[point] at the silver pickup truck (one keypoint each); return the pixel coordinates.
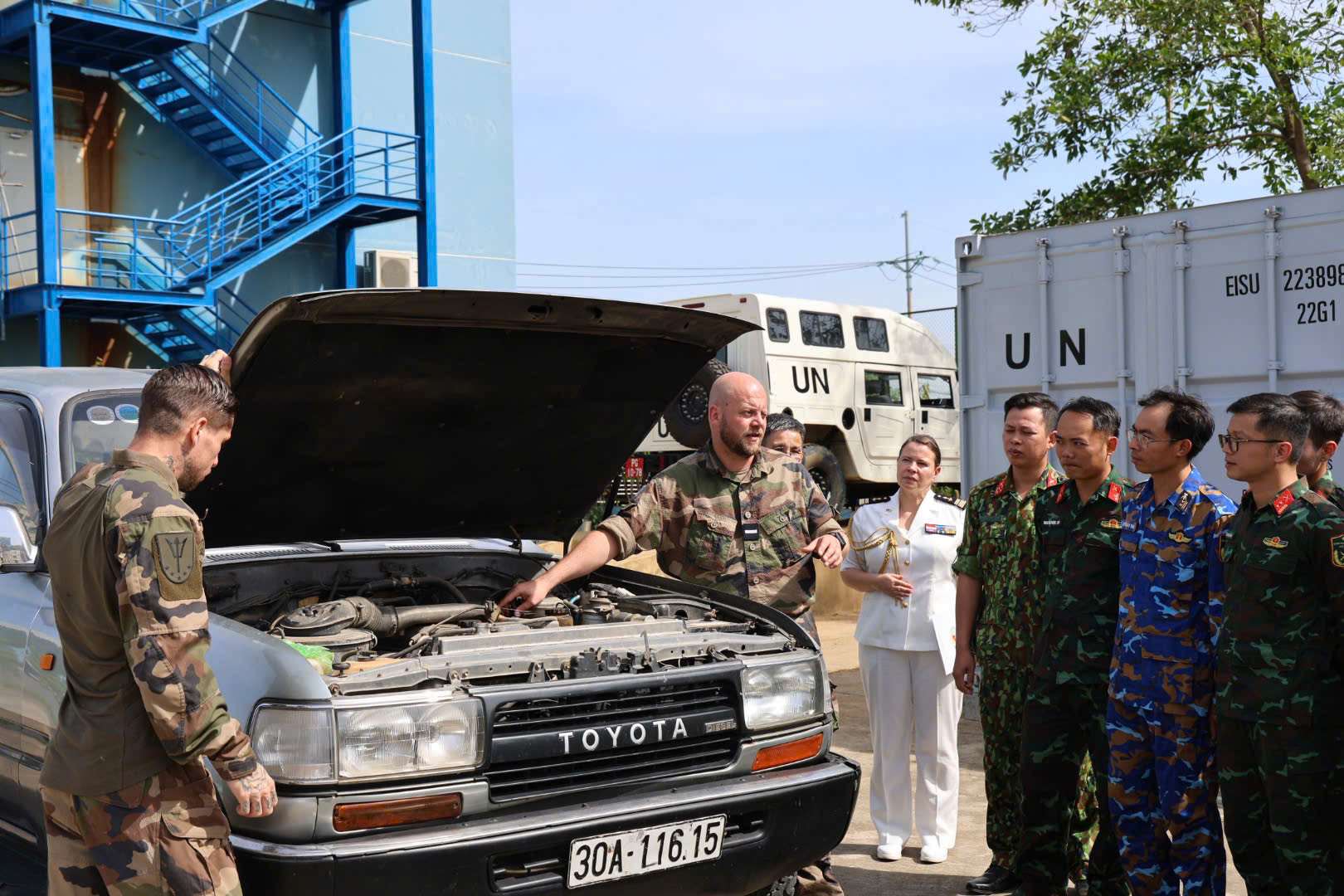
(394, 455)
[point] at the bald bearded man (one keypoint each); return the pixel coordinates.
(733, 518)
(728, 516)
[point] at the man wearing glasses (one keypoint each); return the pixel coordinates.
(1280, 698)
(1163, 777)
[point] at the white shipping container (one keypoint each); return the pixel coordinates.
(1222, 299)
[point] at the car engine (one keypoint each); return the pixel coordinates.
(402, 625)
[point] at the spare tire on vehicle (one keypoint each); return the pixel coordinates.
(689, 414)
(827, 473)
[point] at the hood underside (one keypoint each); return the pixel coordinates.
(392, 414)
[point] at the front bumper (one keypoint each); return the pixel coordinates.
(778, 821)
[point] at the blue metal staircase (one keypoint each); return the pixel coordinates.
(166, 278)
(218, 104)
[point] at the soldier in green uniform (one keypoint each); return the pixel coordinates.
(129, 804)
(999, 609)
(1280, 674)
(1327, 418)
(1079, 525)
(728, 518)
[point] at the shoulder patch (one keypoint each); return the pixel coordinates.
(956, 503)
(175, 555)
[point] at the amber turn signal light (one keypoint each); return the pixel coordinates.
(397, 811)
(784, 754)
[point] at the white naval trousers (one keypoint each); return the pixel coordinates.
(908, 689)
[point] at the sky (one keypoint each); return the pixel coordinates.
(761, 134)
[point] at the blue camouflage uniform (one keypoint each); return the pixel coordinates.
(1163, 781)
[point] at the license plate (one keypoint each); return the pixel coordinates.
(594, 860)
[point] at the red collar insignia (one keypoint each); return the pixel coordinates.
(1283, 501)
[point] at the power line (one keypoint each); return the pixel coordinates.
(710, 282)
(816, 269)
(771, 268)
(933, 280)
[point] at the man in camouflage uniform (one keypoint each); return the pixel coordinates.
(1079, 531)
(1280, 674)
(129, 805)
(999, 609)
(1327, 416)
(1163, 776)
(728, 518)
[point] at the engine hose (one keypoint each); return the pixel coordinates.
(411, 617)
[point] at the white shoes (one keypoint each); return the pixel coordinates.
(932, 852)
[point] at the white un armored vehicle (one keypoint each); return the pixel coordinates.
(862, 379)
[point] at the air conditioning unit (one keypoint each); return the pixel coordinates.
(388, 269)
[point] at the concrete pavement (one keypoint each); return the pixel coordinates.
(855, 867)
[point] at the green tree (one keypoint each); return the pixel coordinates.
(1161, 91)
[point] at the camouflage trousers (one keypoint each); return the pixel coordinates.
(1164, 802)
(166, 835)
(1064, 724)
(1003, 694)
(1283, 787)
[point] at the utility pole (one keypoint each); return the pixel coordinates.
(910, 301)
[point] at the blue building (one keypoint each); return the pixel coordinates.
(169, 167)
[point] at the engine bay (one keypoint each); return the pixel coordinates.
(374, 622)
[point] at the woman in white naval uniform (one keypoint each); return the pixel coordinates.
(901, 557)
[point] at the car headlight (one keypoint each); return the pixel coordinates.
(295, 743)
(782, 692)
(410, 739)
(320, 744)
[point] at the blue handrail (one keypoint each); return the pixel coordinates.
(258, 208)
(206, 241)
(247, 101)
(163, 11)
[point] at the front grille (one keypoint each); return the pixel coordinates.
(622, 765)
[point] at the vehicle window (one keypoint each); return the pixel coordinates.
(936, 391)
(99, 426)
(19, 465)
(882, 387)
(869, 334)
(821, 329)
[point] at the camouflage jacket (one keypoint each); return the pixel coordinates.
(125, 558)
(1280, 649)
(1079, 563)
(999, 551)
(696, 516)
(1331, 490)
(1171, 598)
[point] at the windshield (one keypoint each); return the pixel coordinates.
(99, 425)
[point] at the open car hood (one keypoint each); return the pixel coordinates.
(436, 412)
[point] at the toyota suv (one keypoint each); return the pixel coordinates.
(397, 455)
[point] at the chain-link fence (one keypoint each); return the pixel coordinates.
(941, 323)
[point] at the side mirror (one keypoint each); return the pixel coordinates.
(17, 548)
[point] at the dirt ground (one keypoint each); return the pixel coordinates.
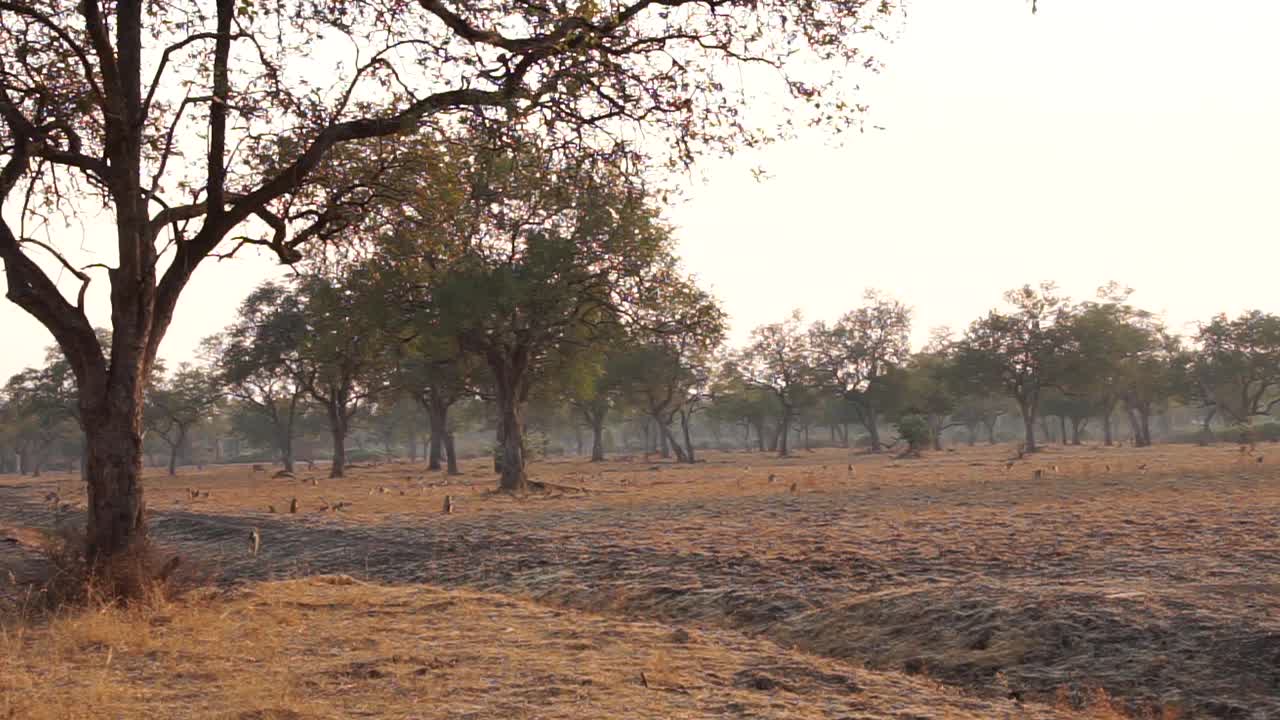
(1150, 575)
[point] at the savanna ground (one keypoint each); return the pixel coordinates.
(1121, 582)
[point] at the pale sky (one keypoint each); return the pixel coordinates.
(1129, 140)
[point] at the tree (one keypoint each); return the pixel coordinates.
(215, 126)
(860, 350)
(544, 250)
(1237, 365)
(668, 367)
(1018, 352)
(929, 392)
(178, 402)
(40, 410)
(780, 361)
(344, 352)
(259, 364)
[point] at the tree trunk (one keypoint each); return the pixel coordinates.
(287, 450)
(117, 522)
(598, 438)
(451, 456)
(338, 427)
(438, 414)
(689, 440)
(511, 425)
(872, 423)
(1029, 428)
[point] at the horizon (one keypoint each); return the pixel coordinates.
(1008, 156)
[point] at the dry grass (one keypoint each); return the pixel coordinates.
(333, 647)
(1150, 573)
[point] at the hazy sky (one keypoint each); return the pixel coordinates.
(1130, 140)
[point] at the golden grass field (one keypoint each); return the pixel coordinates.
(1120, 582)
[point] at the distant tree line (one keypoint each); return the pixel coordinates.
(513, 346)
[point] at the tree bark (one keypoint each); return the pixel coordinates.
(511, 433)
(338, 428)
(451, 456)
(117, 523)
(689, 441)
(872, 423)
(598, 438)
(438, 415)
(1029, 429)
(287, 450)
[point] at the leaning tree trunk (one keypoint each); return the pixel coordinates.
(670, 443)
(286, 443)
(438, 414)
(689, 440)
(338, 428)
(598, 438)
(451, 455)
(511, 431)
(872, 424)
(1029, 429)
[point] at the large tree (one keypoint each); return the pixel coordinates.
(860, 350)
(195, 123)
(1019, 352)
(780, 360)
(344, 354)
(259, 363)
(178, 402)
(1237, 365)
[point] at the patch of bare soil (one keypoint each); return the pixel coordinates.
(332, 647)
(1151, 574)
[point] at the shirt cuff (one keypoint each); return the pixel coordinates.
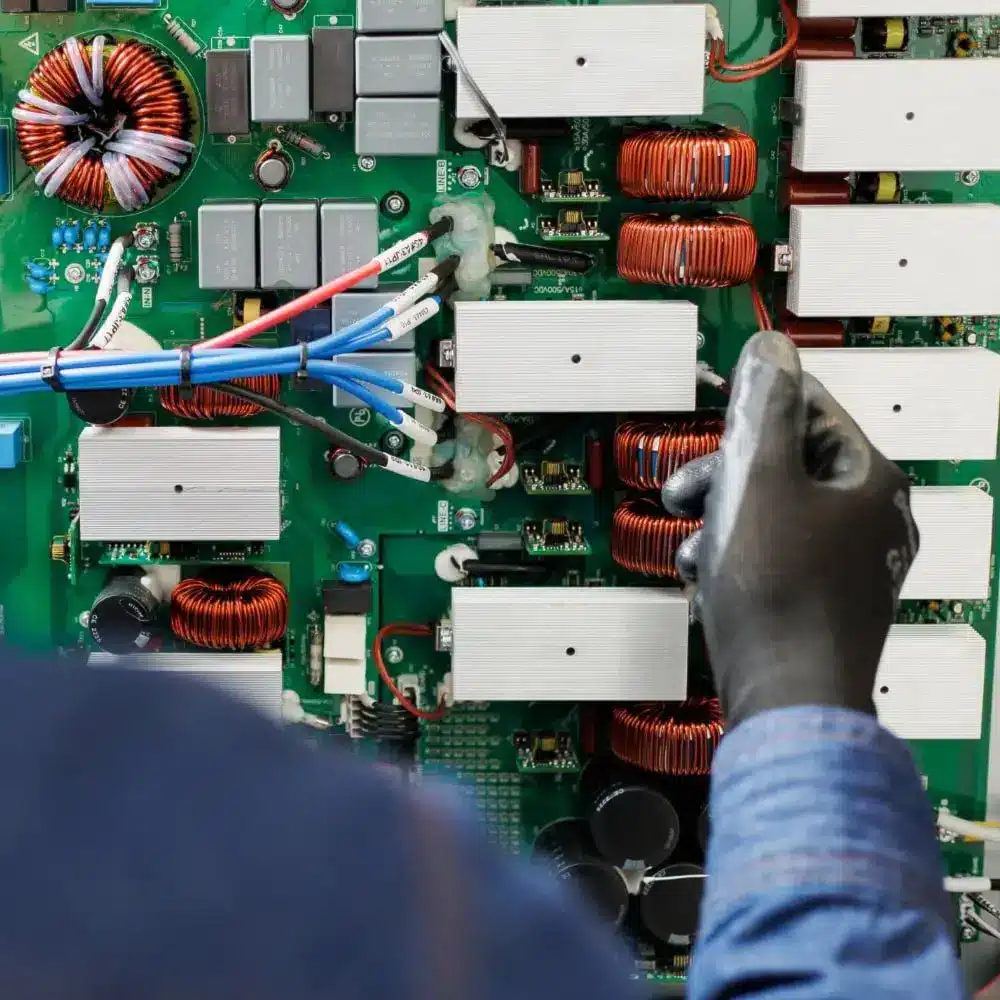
(815, 796)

EXERCISE REQUIREMENTS: Set down every entry above again exactly, dropping each picture.

ANSWER TO THIS EXERCISE:
[point] at the silver pickup truck (one keypoint each); return the pixel coordinates.
(394, 455)
[point] at the bald bearded man (one keypoint each); return the pixel coordinates.
(733, 518)
(728, 516)
[point] at the man wearing glasses (one keypoint each); return the pixel coordinates.
(1280, 698)
(1163, 777)
[point] at the white shipping container (one keypoint each); return the pixel coordinates.
(1222, 299)
[point] at the car engine (one keypoint each); return the pixel coordinates.
(402, 625)
[point] at the spare tire on vehicle (one keypoint each); return the pixel coordinates.
(689, 414)
(827, 473)
[point] at the hood underside (one keypoint each); return the pixel coordinates.
(392, 414)
[point] at the front bumper (one keypoint each); return the pixel coordinates.
(778, 821)
[point] at the blue metal staircase (one keypoint each); return the pixel coordinates.
(166, 278)
(218, 104)
[point] at the soldier in green uniform (one keypoint each); return the pixel coordinates.
(129, 804)
(999, 609)
(1280, 674)
(1327, 418)
(1079, 525)
(728, 518)
[point] at the shoulder patch (one keypoint each); return the pixel coordinates.
(956, 503)
(175, 555)
[point] at the amber turn signal light (one keypoint each); return the pixel coordinates.
(397, 811)
(784, 754)
[point] at the white naval trousers (one keypoint each); return the pixel coordinates.
(908, 689)
[point] at the sky (one keypoint each); return the pixel coordinates.
(761, 134)
[point] at the blue camouflage uniform (one keypoint each); return the pixel coordinates.
(1163, 781)
[point] at the license plate (one keypoint each); return the pixel coordinates.
(594, 860)
[point] at the red collar insignia (one keypoint each); return the pixel coordinates.
(1283, 501)
[point] at the power line (one keypoint each); return the pixel coordinates.
(710, 282)
(816, 269)
(771, 268)
(933, 280)
[point] at the man in camouflage uniform (one keypoint each); return the pixel coordinates.
(1079, 531)
(1280, 674)
(129, 805)
(999, 609)
(1327, 416)
(1163, 776)
(728, 518)
[point] at the engine hose (one keypoint each); return the pixel coordinates.
(411, 617)
[point] at the white shoes (one keypoint each); return the pixel coordinates.
(932, 852)
[point] at the white un armored vehicle (one keypoint each); return the pixel coordinates.
(862, 379)
[point] at the air conditioning unit (one keypoint each); return the pixel coordinates.
(388, 269)
[point] at the concrete pavement (one keypoint each); return the pixel coordinates.
(855, 867)
[point] at the green tree (one keypoint each); return the pixel coordinates.
(1161, 91)
[point] at the camouflage trousers (one keypoint each); return the pixel coordinates.
(1164, 802)
(166, 835)
(1064, 724)
(1003, 694)
(1283, 787)
[point] at the utility pole (one keypoint each); return the pixel coordinates.
(910, 301)
[point] at the blue building (one keypoint each); return the pixel coordinates.
(169, 167)
[point] at the engine bay (one keypoint each); return the pixel coordinates.
(374, 622)
[point] at the woman in white naval uniform (one keypoint each); return the pixel coordinates.
(901, 557)
[point] at the car headlight (one keypoint each); return the pixel coordinates.
(295, 743)
(782, 692)
(410, 739)
(320, 744)
[point] at the blue handrail (one keypoint each); return the pixel coordinates.
(258, 208)
(206, 241)
(247, 101)
(163, 11)
[point] at the front grille (one keypoint each); return the pixel coordinates.
(622, 765)
[point] at the vehicle window (one keypoint each); return the pixel coordinates.
(936, 391)
(99, 426)
(19, 465)
(882, 387)
(869, 334)
(821, 329)
[point] at the camouflage jacket (one keypoint each); return the pixel coordinates.
(125, 558)
(1280, 649)
(1079, 563)
(999, 551)
(696, 516)
(1331, 490)
(1171, 598)
[point] at the windshield (one keypoint each); return the pixel coordinates.
(99, 425)
[point] at the open car hood (one keypoint each); return the pixel coordinates.
(436, 412)
[point] at the toyota suv (one keypoint each); return the pixel coordinates.
(397, 455)
[point] at the chain-link fence (one keypoint each); return the pixel coordinates.
(941, 323)
[point] at the side mirror (one keypoint each); return the pixel coordinates.
(17, 548)
[point] at the dirt ground (one keypoint each); return the pixel coordinates.
(1150, 575)
[point] at the savanna ground (one keypoint each); return the pixel coordinates.
(1121, 582)
[point] at the pale sky (one keypoint each); return the pixel coordinates.
(1129, 140)
[point] at the tree (one keypoint each); return the pixel coordinates.
(215, 126)
(860, 350)
(544, 250)
(1237, 365)
(668, 367)
(1018, 352)
(929, 392)
(178, 402)
(40, 410)
(780, 361)
(344, 352)
(259, 364)
[point] at the tree trunk (one keypoint each); return the pixel coordinates.
(287, 450)
(117, 522)
(598, 438)
(451, 456)
(338, 427)
(438, 414)
(689, 440)
(511, 425)
(872, 423)
(1029, 428)
[point] at the horizon (one keypoint each); return the pixel coordinates.
(1008, 156)
[point] at the dry grass (one keypoint each); return the pixel coordinates.
(333, 647)
(1150, 573)
[point] at the hazy sky (one keypoint each); return the pixel coordinates.
(1130, 140)
[point] at the golden grass field (one keypoint each); return the pixel coordinates.
(1120, 582)
[point] at the distant tree line (one keypoint each); return the pixel coordinates.
(513, 346)
[point] at the tree bark (one keypoint each); return the pixel coordinates.
(511, 433)
(338, 428)
(451, 456)
(117, 523)
(689, 441)
(872, 423)
(598, 438)
(438, 415)
(1029, 429)
(287, 450)
[point] at the leaning tree trunk (one keypoint each); return the pixel coordinates.
(670, 443)
(286, 443)
(438, 414)
(689, 440)
(338, 428)
(598, 438)
(451, 455)
(511, 431)
(872, 424)
(1029, 429)
[point] at the large tree (one keypoint each); return the pixel coordinates.
(860, 350)
(195, 123)
(1019, 352)
(780, 360)
(344, 354)
(259, 363)
(178, 402)
(1237, 365)
[point] at the patch of bare soil (one keypoint each); return the pixel coordinates.
(332, 647)
(1151, 574)
[point] at the shirt cuff (one keypoint each); return the pixel coordinates.
(815, 796)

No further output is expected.